In the blog post about the Claw brooch below, where does Mr D say he is keeping the Claw?

SELECTED TEXT
%%

Tuesday 7 July 2009

Intermission and second half

The Claw languished in the safe keeping of Mr D for a long long time. This was entirely due to my poor memory. I forgot all about it for perhaps a year, then, starting up one day in alarm ("The Claw! The Claw!"), I had to ask John to re-send the old email, that I had lost, with Mr D's details on it, so that I could contact Mr D and find out if any of his contemporaries were still alive enough to have been consulted.

John duly searched for and sent me the email, and I forgot all about it again for a long time.

Eventually, memory rallied, and I rang Mr D. to ask how he was getting on with his grouse foot enquiries. A slow, creaky voice informed me in that most genteel Edinburgh-Scots accent that, alas, no one knew of foot-curers any more. But never fear, he had the Claw, safely stored in a drawer. Good, I thought, no one has been maimed or savaged in the night, with only tell-tale scrabbly scratchy marks on the doors to indicate the escape of an unknown intruder after perpetrating a hideous crime against an elderly jeweller.

That could have been the end of the saga, but I had been on eBay - I knew that such brooches did come up from time to time, under various titles, including lucky rabbit's paw. I asked Mr D if he would be able to cannibalise (horrid thought!) another brooch to restore M's, if I could obtain something similar. Yes, he creaked genteelly, he thought perhaps he could. I offered to email him a picture of any brooch I managed to obtain. Oh nooooo, we don't have those computers or anything like that heeere..... (how crass of me to have thought of such a thing; he made it sound like they might still be getting used to the new-fangled electric light).

So the hunt for a donor was on. I stalked a selection (pictured below in Enter the Claw) and sent pictures of them to M. She didn't fancy any of them, but as it had been so long since she had clapped eyes on the original, I suspected that she had forgotten the sorry state it was in, and therefore couldn't compare it with the glorious condition (ahem) that the selected replacement was in. So I went ahead anyway; my blood was up by now, and M wasn't going to throw a talon in the works now!

%%

GIVEN DATA

%%

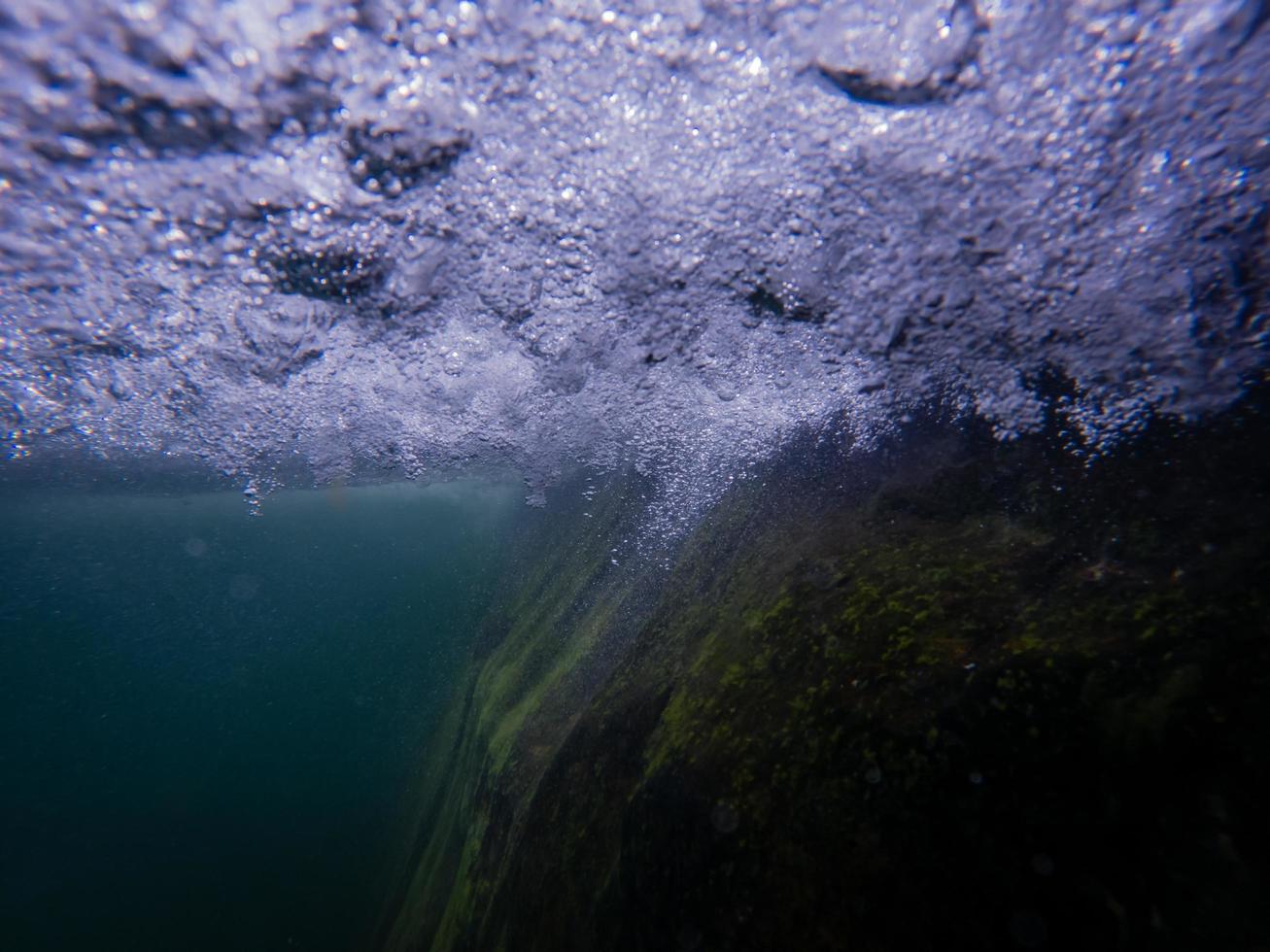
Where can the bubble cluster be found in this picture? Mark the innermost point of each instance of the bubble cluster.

%%

PROBLEM SOLUTION
Safely stored in a drawer.